The full text of the records below, minus any pictures, should be given back word for word.

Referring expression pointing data

# # #

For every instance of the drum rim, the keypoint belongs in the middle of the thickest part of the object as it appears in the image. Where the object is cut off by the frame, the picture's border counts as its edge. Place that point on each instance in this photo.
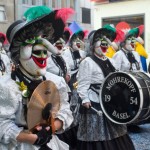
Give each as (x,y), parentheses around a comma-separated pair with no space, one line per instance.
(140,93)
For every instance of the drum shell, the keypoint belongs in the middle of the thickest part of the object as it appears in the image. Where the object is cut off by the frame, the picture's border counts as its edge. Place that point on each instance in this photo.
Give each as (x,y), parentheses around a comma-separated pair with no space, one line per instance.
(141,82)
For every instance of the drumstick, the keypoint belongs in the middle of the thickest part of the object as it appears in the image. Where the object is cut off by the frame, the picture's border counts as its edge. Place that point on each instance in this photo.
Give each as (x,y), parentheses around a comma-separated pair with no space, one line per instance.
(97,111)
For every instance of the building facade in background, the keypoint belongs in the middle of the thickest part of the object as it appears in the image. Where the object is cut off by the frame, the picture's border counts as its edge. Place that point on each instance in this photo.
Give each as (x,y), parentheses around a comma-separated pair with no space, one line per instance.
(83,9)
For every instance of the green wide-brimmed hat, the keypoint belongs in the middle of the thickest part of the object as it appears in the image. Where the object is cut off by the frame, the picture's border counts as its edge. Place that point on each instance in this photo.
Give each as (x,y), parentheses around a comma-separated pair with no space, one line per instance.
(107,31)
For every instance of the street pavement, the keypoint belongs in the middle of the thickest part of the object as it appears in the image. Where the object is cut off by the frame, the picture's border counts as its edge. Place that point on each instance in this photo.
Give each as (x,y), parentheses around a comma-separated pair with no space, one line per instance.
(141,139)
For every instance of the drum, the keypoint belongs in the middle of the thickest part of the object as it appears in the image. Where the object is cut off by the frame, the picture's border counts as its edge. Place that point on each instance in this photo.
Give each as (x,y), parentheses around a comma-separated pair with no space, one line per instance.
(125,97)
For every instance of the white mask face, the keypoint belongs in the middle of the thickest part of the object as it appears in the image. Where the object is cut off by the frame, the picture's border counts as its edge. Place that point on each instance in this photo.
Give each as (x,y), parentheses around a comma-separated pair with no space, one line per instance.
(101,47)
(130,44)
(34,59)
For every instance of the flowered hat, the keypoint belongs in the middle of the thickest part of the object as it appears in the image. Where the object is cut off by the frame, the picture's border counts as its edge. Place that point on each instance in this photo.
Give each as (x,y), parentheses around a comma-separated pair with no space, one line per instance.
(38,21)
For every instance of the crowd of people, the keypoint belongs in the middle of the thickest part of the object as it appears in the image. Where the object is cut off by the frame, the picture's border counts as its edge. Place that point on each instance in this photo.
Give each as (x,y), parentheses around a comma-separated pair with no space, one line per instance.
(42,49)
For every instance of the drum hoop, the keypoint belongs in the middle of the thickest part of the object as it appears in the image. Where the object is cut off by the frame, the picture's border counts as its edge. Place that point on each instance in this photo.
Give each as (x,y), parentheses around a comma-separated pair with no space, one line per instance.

# # #

_Answer section_:
For every instance of the drum rim, the keypoint belongs in the middle of the thickest part of the object as it appears in the image. Where the object is cut off by the frame, the picture's border counts as its edge. Place that point on each instance in this photo.
Give each as (x,y), parentheses around a comma-separated pair with no space, one line per instance.
(140,93)
For every instance of the drum shell, the keypoint belongs in the middle of the thickest part of the object as it appears in the image. Where the object is cut off by the frame, the picture's border counts as its edge. Place that point on each instance in this photo.
Give each as (x,y), parentheses around a comma-separated pair with no space, one line per instance.
(141,82)
For every instance of the drumstick, the keypoint belongs in the middle of the thickest part of the object as it appears in the image. Where the object is cut off by the frame, the picture's border counts as its edge. Place that point on each instance in this photo.
Give each as (x,y), parentheses around a comma-separated pair with no space, one line per instance.
(97,111)
For every instance of the building facade in background, the keypoint belongs in the middle of the thickest part of the object as it appears in the image. Where the object is cut off by the frame, the picture's border counts as its edge. Place that point on each instance in this photo.
Give each as (x,y), parentheses around a comma-separated pair with no space, one line per instance.
(83,9)
For every instance of the green wide-brimmed hat, the keypoint belongs in the middle of the thickest part of the object as it appears in the image. Where the object is cut off by the frame, the picture's border counts as its edge. Place that point on each instance in this photo.
Give each as (x,y), parentheses around a comma-separated pair with no space, one line per instance.
(107,31)
For every instance of the street pavement, the keypoint belongs in the middle of the thickest part of the object as it appears in the image. Where the object is cut off by the frame, the picture's border counts as its edge. Place that point on each instance in this photo.
Give each as (x,y), parentheses around a comma-separated pair with no space, one line per instance.
(141,139)
For every instance of the drum, the keypoint belongs in the middle of the thickest part of the object as it appears in the image. Where the object is cut off by the frame, the picture's border counts as its edge. Place that point on each instance in this photo.
Give each as (x,y), parentheses around a comma-separated pair with no space, one line per instance.
(125,97)
For every instance of the white mask face, the keypoint belongs in the middle of the thickest part of the object as it appears in the image. Where the object is cut off by the frame, the picture's border counts as its edge. Place that point on each instance in this photo.
Give each as (x,y), parentheses around a comma-separated pair with no space, one line per instance.
(101,47)
(130,44)
(34,59)
For every instance of the flowered hat, the keypoint belongs in the middle of the thickest part of the object as it appears in the image. Where the object is cut off by the frame, the picture's border counts as its edge. Place that point on each instance in this photo.
Give each as (x,y), parentheses around a comma-separated pair with no space, one line per instance.
(38,21)
For every instance of the crowd of people, the keypoint belongs in the middle of the thickest part of the object as it appears in the image. Where the object is cut off by the frame, the picture's border counts as its edge. Place that point on each instance in this photo.
Give each as (x,y), parentheses around a comma-separated pair with no space, one line per instance.
(42,49)
For every instance of the drum hoop, the keypoint belongs in the middle of the thickest part of the object as it appears in the image. Where the object is cut off by the frame, the picture's border counts as its edge. Place that point on each instance in this photo.
Give each as (x,y), parentheses around a comma-separated pair with no space, one line per instance.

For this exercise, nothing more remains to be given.